Brief A:
Answer these from the remarks below:
(i) At what venue were the remarks given?
(ii) Besides cheese steaks, what did the President buy at the Reading Terminal Market?
(iii) Which governor had to leave before the President spoke?

Extracted text:

Remarks by the President at Finance Reception for Congressman Sestak

The White House

Office of the Press Secretary

Remarks by the President at Finance Reception for Congressman Sestak

Pennsylvania Convention Center, Philadelphia, Pennsylvania

5:00 P.M. EDT

THE PRESIDENT:  Hello, Philadelphia!  (Applause.)  Thank you.  Thank you.  Thank you so much.  Thank you, everybody.  It is good to be back in Philly.  (Applause.)  First of all, I noticed everybody is in a better mood after the game yesterday.  (Laughter.)  The Bears did well, too, I just want to point out — (laughter) — 2-0.  But congratulations on the Eagles.  You guys got a win.  (Laughter.)

It’s also good to be back in Philly because I had to stop by the Reading Terminal Market.  (Laughter and applause.)  Got a couple of cheese steaks — (laughter) — that are waiting for me back there, so — (laughter) — but I didn’t want to keep you all waiting.  I also bought some apples so that Michelle would feel like I was eating healthy.  (Laughter.)

I’ve got some great friends who are here.  I know the governor Ed Rendell had to leave, but give him a big round of applause, because he’s doing outstanding work.  (Applause.)
In the audience, we’ve got one of my favorite people.  As excellent a person as he is a public servant, Senator Bob Casey is in the house.  (Applause.)  Your outstanding member of Congress, Bob Brady, is here.  (Applause.)  Your mayor, Michael Nutter is here.  (Applause.)

Supplied data:
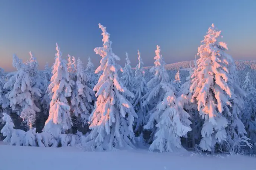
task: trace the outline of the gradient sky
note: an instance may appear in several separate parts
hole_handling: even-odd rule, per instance
[[[136,66],[137,49],[145,66],[152,65],[157,45],[167,63],[192,60],[212,23],[235,59],[255,59],[255,0],[0,0],[0,67],[14,70],[13,54],[25,62],[29,51],[40,69],[51,65],[56,42],[63,58],[69,54],[86,64],[90,56],[98,66],[99,23],[122,66],[126,51]]]

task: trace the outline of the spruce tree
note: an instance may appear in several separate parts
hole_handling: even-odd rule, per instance
[[[51,134],[55,139],[61,134],[66,133],[71,128],[72,123],[70,106],[67,98],[71,95],[69,86],[69,74],[67,63],[61,58],[62,53],[56,43],[55,61],[53,66],[51,83],[48,88],[50,104],[49,116],[45,122],[43,131]]]
[[[98,77],[97,75],[94,73],[94,65],[93,63],[91,61],[91,58],[90,57],[88,57],[88,63],[86,65],[85,69],[85,73],[90,77],[88,80],[88,81],[91,85],[91,87],[93,88],[98,82]]]
[[[242,120],[247,132],[247,137],[250,139],[249,141],[254,144],[256,143],[256,89],[251,80],[250,74],[248,72],[242,86],[246,96],[244,99]],[[255,149],[254,150],[255,152]]]
[[[126,63],[125,66],[123,68],[123,75],[121,78],[121,81],[122,83],[128,90],[130,91],[131,91],[132,87],[133,84],[133,71],[131,70],[131,62],[129,59],[128,57],[128,54],[127,52],[125,52],[125,55],[126,58]]]
[[[100,24],[103,47],[94,50],[102,59],[95,72],[103,71],[93,90],[97,91],[95,108],[90,117],[91,129],[83,141],[91,149],[112,150],[133,147],[133,125],[137,115],[131,103],[122,95],[133,94],[120,82],[117,72],[120,66],[116,63],[120,58],[112,51],[110,35]]]
[[[221,32],[213,24],[198,47],[190,89],[204,120],[200,147],[214,152],[218,143],[222,150],[236,152],[241,143],[248,143],[239,119],[244,93],[227,45],[219,41]]]
[[[135,79],[133,89],[134,93],[133,104],[138,118],[135,119],[135,131],[139,135],[142,133],[143,127],[146,123],[146,110],[142,105],[142,97],[148,92],[146,83],[145,78],[145,72],[143,69],[144,63],[140,56],[140,53],[138,50],[139,63],[136,66]]]
[[[13,111],[23,119],[32,129],[40,109],[36,105],[35,96],[41,96],[40,89],[35,86],[29,63],[22,63],[16,55],[13,56],[13,65],[17,72],[6,82],[4,88],[10,89],[6,94]],[[34,85],[34,86],[33,86]]]
[[[149,149],[173,152],[182,148],[180,137],[191,131],[191,122],[189,115],[183,109],[182,101],[176,98],[174,87],[169,83],[160,52],[157,45],[155,66],[151,69],[155,75],[148,83],[151,90],[145,96],[145,104],[152,103],[155,106],[149,112],[149,119],[144,128],[152,129]]]

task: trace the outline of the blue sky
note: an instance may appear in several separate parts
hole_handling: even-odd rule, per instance
[[[31,51],[40,68],[52,65],[58,42],[69,54],[96,66],[102,46],[98,24],[107,27],[113,51],[123,65],[127,51],[135,66],[137,50],[145,66],[157,45],[167,63],[192,60],[212,23],[222,31],[235,59],[256,59],[256,1],[0,0],[0,67],[14,70],[12,56],[24,62]]]

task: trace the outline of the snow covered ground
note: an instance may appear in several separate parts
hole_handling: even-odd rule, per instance
[[[254,170],[256,161],[256,158],[241,155],[177,155],[145,150],[90,152],[0,143],[0,170]]]

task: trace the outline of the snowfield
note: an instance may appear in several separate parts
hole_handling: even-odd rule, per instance
[[[178,155],[142,150],[84,152],[74,147],[40,147],[2,144],[0,170],[256,170],[256,158],[241,155],[207,156],[189,152]]]

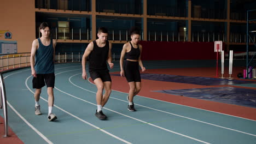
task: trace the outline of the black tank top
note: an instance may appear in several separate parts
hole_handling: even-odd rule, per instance
[[[107,69],[106,61],[108,58],[109,44],[108,41],[102,47],[98,47],[96,40],[93,41],[94,49],[89,56],[89,70]]]
[[[126,59],[133,59],[133,60],[138,60],[139,57],[139,55],[141,54],[141,51],[139,50],[139,47],[138,45],[137,44],[138,48],[135,49],[132,46],[132,44],[130,42],[131,44],[131,50],[126,52]]]

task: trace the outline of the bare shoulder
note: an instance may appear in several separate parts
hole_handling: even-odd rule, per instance
[[[92,50],[94,49],[94,42],[91,41],[91,43],[90,43],[87,46],[86,49],[89,49],[89,50]]]
[[[39,42],[38,42],[38,40],[37,39],[34,39],[34,40],[33,40],[33,44],[38,44],[38,43],[39,43]]]
[[[39,42],[38,42],[38,40],[37,39],[34,39],[34,40],[33,40],[32,46],[37,46],[38,45],[39,45]]]
[[[56,43],[57,43],[57,40],[56,39],[53,39],[53,43],[56,44]]]
[[[127,46],[129,46],[130,45],[130,43],[125,43],[124,44],[124,47],[125,47],[126,48]]]
[[[110,46],[110,48],[111,48],[112,46],[112,43],[109,41],[108,41],[108,45],[109,45],[109,46]]]
[[[142,45],[141,45],[141,44],[138,44],[138,46],[139,46],[139,48],[140,49],[142,49]]]

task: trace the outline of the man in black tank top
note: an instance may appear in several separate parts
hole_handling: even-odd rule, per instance
[[[85,69],[87,57],[89,57],[90,75],[96,85],[96,101],[97,109],[95,116],[100,119],[105,119],[107,116],[102,112],[102,108],[107,103],[111,93],[111,77],[106,61],[110,69],[114,64],[112,62],[111,48],[112,45],[107,40],[108,31],[104,27],[98,29],[98,39],[90,43],[82,58],[83,79],[87,79]],[[103,95],[103,88],[105,93]]]
[[[129,101],[127,109],[130,111],[136,111],[134,106],[133,97],[141,91],[141,79],[139,67],[142,71],[146,70],[141,59],[142,46],[138,44],[139,41],[139,30],[132,27],[130,30],[131,41],[124,45],[120,58],[120,68],[121,76],[125,76],[130,86],[130,90],[127,97]],[[126,61],[124,67],[124,59],[126,56]]]

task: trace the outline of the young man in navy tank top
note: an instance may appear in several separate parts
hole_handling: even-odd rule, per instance
[[[31,74],[33,76],[33,88],[36,88],[34,95],[35,114],[42,115],[39,100],[42,88],[46,84],[48,94],[48,121],[53,121],[57,119],[55,115],[52,113],[54,103],[54,56],[56,41],[50,39],[50,30],[47,23],[41,23],[39,28],[42,37],[33,41],[30,57]]]
[[[90,75],[95,83],[97,91],[96,101],[97,109],[95,116],[100,119],[105,119],[107,116],[102,112],[102,108],[106,104],[111,93],[111,77],[106,61],[110,69],[114,64],[112,62],[112,44],[107,40],[108,31],[104,27],[98,29],[98,39],[90,43],[84,52],[82,58],[82,77],[86,80],[88,75],[85,69],[87,58],[89,57],[89,71]],[[103,89],[105,93],[103,95]]]
[[[139,31],[136,27],[130,30],[131,41],[124,45],[120,58],[121,76],[125,76],[130,86],[129,93],[127,97],[129,101],[127,109],[130,111],[135,111],[133,104],[133,97],[137,94],[141,87],[141,79],[139,65],[142,71],[146,70],[141,59],[142,46],[138,44],[139,41]],[[126,56],[126,61],[123,68],[124,56]]]

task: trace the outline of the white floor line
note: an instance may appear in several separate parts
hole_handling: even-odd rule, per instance
[[[36,133],[37,133],[37,134],[38,134],[43,139],[44,139],[47,143],[53,143],[51,141],[50,141],[47,137],[46,137],[42,133],[41,133],[39,130],[38,130],[35,127],[34,127],[31,123],[30,123],[24,117],[21,116],[21,115],[13,107],[13,106],[9,103],[8,101],[7,101],[7,104],[8,104],[9,106],[14,111],[17,115],[21,119],[24,121],[32,129],[33,129]]]
[[[68,71],[69,71],[69,70],[68,70]],[[63,73],[63,71],[61,72],[61,73],[58,73],[58,74],[56,74],[55,75],[58,75],[58,74],[60,74],[61,73]],[[69,77],[70,78],[70,77]],[[89,103],[89,104],[91,104],[92,105],[97,105],[96,104],[95,104],[94,103],[92,103],[91,102],[89,102],[89,101],[88,101],[85,100],[84,100],[84,99],[82,99],[81,98],[78,98],[75,96],[74,96],[71,94],[69,94],[68,93],[66,93],[65,92],[63,92],[62,91],[61,91],[61,89],[59,89],[57,87],[55,87],[55,88],[56,88],[56,89],[59,91],[60,92],[61,92],[66,94],[67,94],[69,96],[71,96],[74,98],[76,98],[77,99],[79,99],[79,100],[82,100],[83,101],[85,101],[86,103]],[[90,91],[89,90],[88,90],[86,89],[86,91],[89,91],[89,92],[92,92],[92,93],[96,93],[95,92],[92,92],[92,91]],[[168,130],[168,129],[165,129],[165,128],[164,128],[162,127],[159,127],[158,125],[155,125],[155,124],[152,124],[152,123],[148,123],[148,122],[145,122],[145,121],[143,121],[142,120],[141,120],[141,119],[137,119],[137,118],[134,118],[134,117],[131,117],[131,116],[127,116],[127,115],[124,115],[123,113],[120,113],[120,112],[118,112],[117,111],[114,111],[114,110],[110,110],[110,109],[107,109],[106,108],[106,107],[104,107],[104,109],[106,109],[106,110],[108,110],[109,111],[112,111],[113,112],[115,112],[115,113],[117,113],[118,114],[119,114],[119,115],[123,115],[124,116],[125,116],[125,117],[129,117],[129,118],[132,118],[132,119],[133,119],[136,121],[139,121],[139,122],[142,122],[142,123],[144,123],[145,124],[149,124],[149,125],[150,125],[152,126],[153,126],[153,127],[156,127],[158,128],[159,128],[159,129],[162,129],[162,130],[166,130],[167,131],[168,131],[168,132],[171,132],[172,133],[173,133],[173,134],[176,134],[177,135],[181,135],[181,136],[184,136],[184,137],[185,137],[187,138],[188,138],[188,139],[191,139],[191,140],[195,140],[195,141],[199,141],[199,142],[202,142],[202,143],[208,143],[208,142],[205,142],[205,141],[202,141],[202,140],[199,140],[199,139],[195,139],[195,138],[194,138],[194,137],[190,137],[190,136],[187,136],[187,135],[183,135],[182,134],[181,134],[181,133],[177,133],[177,132],[175,132],[175,131],[172,131],[172,130]]]
[[[111,73],[114,73],[114,72],[111,72]],[[95,84],[94,84],[94,83],[91,82],[91,81],[90,81],[89,80],[89,79],[90,79],[90,77],[88,77],[88,79],[87,79],[87,81],[89,81],[90,83],[91,83],[91,84],[92,84],[92,85],[95,85]],[[125,93],[125,92],[121,92],[121,91],[117,91],[117,90],[113,90],[113,89],[112,89],[112,91],[115,91],[115,92],[120,92],[120,93],[123,93],[128,94],[127,93]],[[221,113],[221,112],[216,112],[216,111],[213,111],[207,110],[202,109],[200,109],[200,108],[197,108],[197,107],[192,107],[192,106],[187,106],[187,105],[182,105],[182,104],[173,103],[171,103],[171,102],[169,102],[169,101],[164,101],[164,100],[159,100],[159,99],[154,99],[154,98],[148,98],[148,97],[141,96],[141,95],[136,95],[136,96],[141,97],[144,98],[147,98],[147,99],[153,99],[153,100],[158,100],[158,101],[162,101],[162,102],[164,102],[164,103],[173,104],[178,105],[181,105],[181,106],[185,106],[185,107],[190,107],[190,108],[193,108],[193,109],[198,109],[198,110],[203,110],[203,111],[210,111],[210,112],[213,112],[213,113],[219,113],[219,114],[224,115],[226,115],[226,116],[231,116],[231,117],[237,117],[237,118],[242,118],[242,119],[246,119],[246,120],[249,120],[249,121],[251,121],[256,122],[256,120],[241,117],[238,117],[238,116],[236,116],[231,115],[228,115],[228,114],[226,114],[226,113]]]
[[[77,70],[77,69],[76,69],[76,70],[68,70],[68,71],[72,71],[72,70]],[[30,87],[29,87],[27,85],[27,80],[28,80],[28,79],[29,79],[30,77],[32,77],[32,76],[31,75],[31,76],[28,76],[28,77],[27,78],[27,79],[26,80],[25,84],[26,84],[26,86],[27,87],[27,89],[28,89],[30,92],[31,92],[31,93],[34,94],[34,93],[30,88]],[[42,97],[40,97],[40,99],[43,99],[43,100],[47,102],[47,103],[48,102],[48,101],[47,100],[45,99],[44,98],[43,98]],[[88,124],[88,125],[90,125],[90,126],[91,126],[91,127],[94,127],[94,128],[96,128],[96,129],[98,129],[98,130],[100,130],[100,131],[102,131],[102,132],[103,132],[103,133],[106,133],[106,134],[107,134],[107,135],[110,135],[110,136],[112,136],[112,137],[114,137],[114,138],[115,138],[115,139],[118,139],[118,140],[121,141],[123,141],[123,142],[124,142],[124,143],[129,143],[129,144],[130,144],[130,143],[131,143],[130,142],[128,142],[128,141],[126,141],[126,140],[124,140],[124,139],[121,139],[121,138],[120,138],[120,137],[118,137],[118,136],[115,136],[115,135],[113,135],[113,134],[111,134],[111,133],[109,133],[109,132],[108,132],[108,131],[106,131],[106,130],[103,130],[103,129],[101,129],[101,128],[99,128],[99,127],[97,127],[97,126],[96,126],[96,125],[94,125],[94,124],[91,124],[91,123],[89,123],[89,122],[87,122],[87,121],[85,121],[82,119],[82,118],[79,118],[79,117],[77,117],[77,116],[75,116],[75,115],[72,114],[71,113],[69,113],[69,112],[67,112],[67,111],[66,111],[66,110],[65,110],[64,109],[61,108],[60,107],[59,107],[58,106],[57,106],[57,105],[54,105],[54,106],[56,107],[56,108],[60,109],[60,110],[63,111],[64,112],[65,112],[65,113],[67,113],[67,114],[71,115],[71,116],[72,116],[72,117],[73,117],[77,118],[77,119],[78,119],[78,120],[79,120],[79,121],[82,121],[82,122],[84,122],[84,123],[86,123],[86,124]]]
[[[18,73],[20,73],[21,72],[23,72],[23,71],[27,71],[27,70],[24,70],[24,71],[19,71],[18,73],[13,73],[13,74],[10,74],[9,75],[7,75],[5,77],[4,77],[4,79],[5,79],[5,78],[8,77],[8,76],[9,76],[10,75],[12,75],[13,74],[18,74]],[[23,121],[24,121],[24,122],[25,123],[26,123],[27,124],[27,125],[28,125],[30,128],[31,128],[32,129],[33,129],[37,134],[38,134],[43,139],[44,139],[47,143],[49,143],[49,144],[52,144],[53,143],[51,141],[50,141],[48,139],[47,139],[47,137],[45,137],[45,136],[44,136],[42,133],[41,133],[39,131],[38,131],[35,127],[34,127],[31,123],[30,123],[24,117],[22,117],[22,116],[21,116],[21,115],[20,115],[20,113],[19,113],[17,110],[16,110],[15,109],[14,109],[14,107],[13,107],[13,106],[8,102],[8,101],[7,101],[7,104],[8,105],[8,106],[13,110],[13,111],[14,111],[14,112],[16,113],[16,114],[17,114],[17,115],[20,118],[21,118],[21,119],[23,120]]]
[[[89,90],[88,90],[88,89],[85,89],[85,88],[83,88],[83,87],[80,87],[80,86],[78,86],[76,85],[75,84],[74,84],[74,83],[73,83],[73,82],[71,81],[71,79],[72,77],[73,77],[73,76],[75,76],[75,75],[78,75],[78,74],[80,74],[80,73],[79,73],[79,74],[75,74],[75,75],[73,75],[73,76],[69,77],[69,79],[68,79],[69,81],[69,82],[71,83],[71,84],[72,84],[73,85],[74,85],[74,86],[76,86],[76,87],[78,87],[78,88],[81,88],[81,89],[83,89],[83,90],[87,91],[88,91],[88,92],[92,92],[92,93],[96,93],[94,92],[89,91]],[[127,103],[127,101],[125,101],[125,100],[123,100],[119,99],[118,99],[118,98],[113,98],[113,97],[110,97],[109,98],[112,98],[112,99],[117,99],[117,100],[120,100],[120,101],[124,101],[124,102],[125,102],[125,103]],[[243,133],[243,134],[245,134],[249,135],[252,135],[252,136],[256,136],[256,135],[254,135],[254,134],[252,134],[246,133],[246,132],[244,132],[244,131],[240,131],[240,130],[236,130],[236,129],[231,129],[231,128],[226,128],[226,127],[223,127],[223,126],[218,125],[217,125],[217,124],[212,124],[212,123],[210,123],[203,122],[203,121],[200,121],[200,120],[197,120],[197,119],[194,119],[194,118],[191,118],[185,117],[185,116],[181,116],[181,115],[179,115],[172,113],[168,112],[167,112],[167,111],[162,111],[162,110],[158,110],[158,109],[156,109],[149,107],[148,107],[148,106],[144,106],[144,105],[142,105],[138,104],[137,104],[137,103],[135,103],[135,104],[137,105],[142,106],[142,107],[146,107],[146,108],[148,108],[148,109],[149,109],[154,110],[155,110],[155,111],[160,111],[160,112],[162,112],[166,113],[168,113],[168,114],[170,114],[170,115],[174,115],[174,116],[178,116],[178,117],[180,117],[187,118],[187,119],[190,119],[190,120],[192,120],[192,121],[196,121],[196,122],[198,122],[203,123],[205,123],[205,124],[209,124],[209,125],[213,125],[213,126],[215,126],[215,127],[222,128],[225,129],[228,129],[228,130],[232,130],[232,131],[236,131],[236,132],[238,132],[238,133]]]

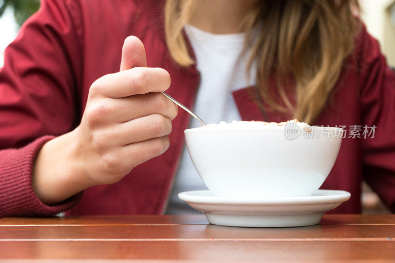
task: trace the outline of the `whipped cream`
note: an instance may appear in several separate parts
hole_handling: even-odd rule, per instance
[[[268,122],[266,121],[258,121],[253,120],[251,121],[247,121],[245,120],[240,120],[237,121],[234,120],[231,123],[228,123],[226,121],[221,121],[219,124],[212,123],[207,124],[205,126],[202,126],[201,128],[239,128],[248,129],[251,128],[270,128],[273,127],[285,127],[288,123],[292,123],[294,124],[301,129],[304,130],[307,132],[311,131],[312,130],[312,126],[305,122],[300,122],[297,119],[292,119],[287,121],[283,121],[282,122]]]

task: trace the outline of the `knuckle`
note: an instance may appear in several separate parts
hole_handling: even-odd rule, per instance
[[[112,173],[117,174],[120,170],[121,162],[116,153],[104,154],[102,156],[102,162],[106,170]]]
[[[92,104],[87,108],[84,113],[90,128],[97,127],[103,122],[104,116],[109,111],[108,105],[104,101]]]
[[[161,74],[163,76],[163,79],[162,80],[163,85],[165,86],[167,90],[170,87],[170,83],[171,83],[171,78],[170,76],[170,74],[167,71],[161,68],[157,68],[160,71]]]
[[[155,155],[161,154],[168,149],[170,146],[168,138],[167,136],[156,138],[154,141],[153,150]]]
[[[106,79],[110,77],[110,75],[104,75],[95,80],[92,83],[89,90],[89,97],[96,97],[103,95],[103,91],[106,88],[104,83],[106,83]]]
[[[135,90],[138,93],[145,93],[145,87],[148,82],[149,76],[147,71],[136,70],[133,72],[131,78],[132,85]]]
[[[161,136],[166,132],[166,120],[165,117],[159,114],[155,114],[152,120],[152,129],[154,133]]]

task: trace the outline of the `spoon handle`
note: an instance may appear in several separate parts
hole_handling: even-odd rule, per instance
[[[192,112],[192,111],[191,111],[188,108],[184,106],[182,103],[179,102],[177,100],[176,100],[175,99],[170,96],[169,94],[166,93],[165,92],[162,92],[162,93],[163,93],[163,94],[164,96],[167,97],[168,99],[169,99],[170,100],[171,100],[171,101],[177,104],[179,107],[180,107],[180,108],[182,108],[183,110],[184,110],[184,111],[188,113],[189,114],[193,116],[198,120],[200,121],[200,123],[202,124],[203,124],[203,126],[206,126],[206,124],[204,123],[204,122],[201,120],[201,119],[200,119],[197,115],[194,113]]]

Brief B: Collect every line of the rows above that contains the string "black". Case counts.

Correct response A:
(i) Pennsylvania Convention Center, Philadelphia, Pennsylvania
(ii) Apples
(iii) Ed Rendell

Correct response B:
task: trace the outline of the black tank top
task: trace the outline of the man in black tank top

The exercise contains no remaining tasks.